DATA PROVIDED:
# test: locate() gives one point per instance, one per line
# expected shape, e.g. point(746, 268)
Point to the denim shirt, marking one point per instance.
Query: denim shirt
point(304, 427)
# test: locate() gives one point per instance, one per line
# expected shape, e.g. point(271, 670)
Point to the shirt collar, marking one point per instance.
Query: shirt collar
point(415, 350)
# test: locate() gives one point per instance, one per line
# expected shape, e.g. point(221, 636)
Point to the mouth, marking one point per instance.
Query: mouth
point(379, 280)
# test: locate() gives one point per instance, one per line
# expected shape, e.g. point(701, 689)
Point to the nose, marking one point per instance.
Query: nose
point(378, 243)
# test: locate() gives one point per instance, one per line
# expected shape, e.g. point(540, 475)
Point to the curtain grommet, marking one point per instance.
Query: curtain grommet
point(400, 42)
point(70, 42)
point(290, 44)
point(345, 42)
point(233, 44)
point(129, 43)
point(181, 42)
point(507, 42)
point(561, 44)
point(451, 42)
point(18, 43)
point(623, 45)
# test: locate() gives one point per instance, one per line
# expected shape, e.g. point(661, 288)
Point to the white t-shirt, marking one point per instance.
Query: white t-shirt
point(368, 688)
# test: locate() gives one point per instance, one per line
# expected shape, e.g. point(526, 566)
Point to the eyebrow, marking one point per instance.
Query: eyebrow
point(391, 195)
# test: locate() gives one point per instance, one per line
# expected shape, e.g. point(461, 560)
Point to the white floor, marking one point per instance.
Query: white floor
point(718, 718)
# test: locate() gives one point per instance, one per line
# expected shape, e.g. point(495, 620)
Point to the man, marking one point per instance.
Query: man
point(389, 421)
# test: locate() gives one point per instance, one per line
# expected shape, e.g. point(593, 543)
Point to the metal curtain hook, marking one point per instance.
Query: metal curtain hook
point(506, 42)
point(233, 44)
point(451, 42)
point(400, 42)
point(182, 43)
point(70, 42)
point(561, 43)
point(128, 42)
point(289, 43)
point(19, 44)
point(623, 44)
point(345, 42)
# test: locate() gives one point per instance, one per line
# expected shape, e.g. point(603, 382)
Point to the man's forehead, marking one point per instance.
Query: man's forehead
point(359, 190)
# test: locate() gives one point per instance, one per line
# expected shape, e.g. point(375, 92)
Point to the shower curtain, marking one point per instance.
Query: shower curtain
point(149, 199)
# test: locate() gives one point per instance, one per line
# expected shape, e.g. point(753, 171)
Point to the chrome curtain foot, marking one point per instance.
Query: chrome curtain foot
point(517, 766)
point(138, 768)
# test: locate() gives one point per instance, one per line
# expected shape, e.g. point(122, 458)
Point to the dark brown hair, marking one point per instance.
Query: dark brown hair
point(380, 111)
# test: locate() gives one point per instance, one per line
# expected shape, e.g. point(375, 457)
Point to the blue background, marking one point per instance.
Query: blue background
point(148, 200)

PROBLEM TO SOLVE: Send back the lines of the records word for word, from the very first through the line containing "# expected shape, e.g. point(271, 670)".

EXERCISE SOLUTION:
# test: locate() gives one point per instance, one per line
# expected shape, e.g. point(746, 268)
Point to the denim shirt, marking one point per instance.
Query: denim shirt
point(304, 427)
# test: locate() gives one point per instance, one per line
# expected shape, e.g. point(271, 670)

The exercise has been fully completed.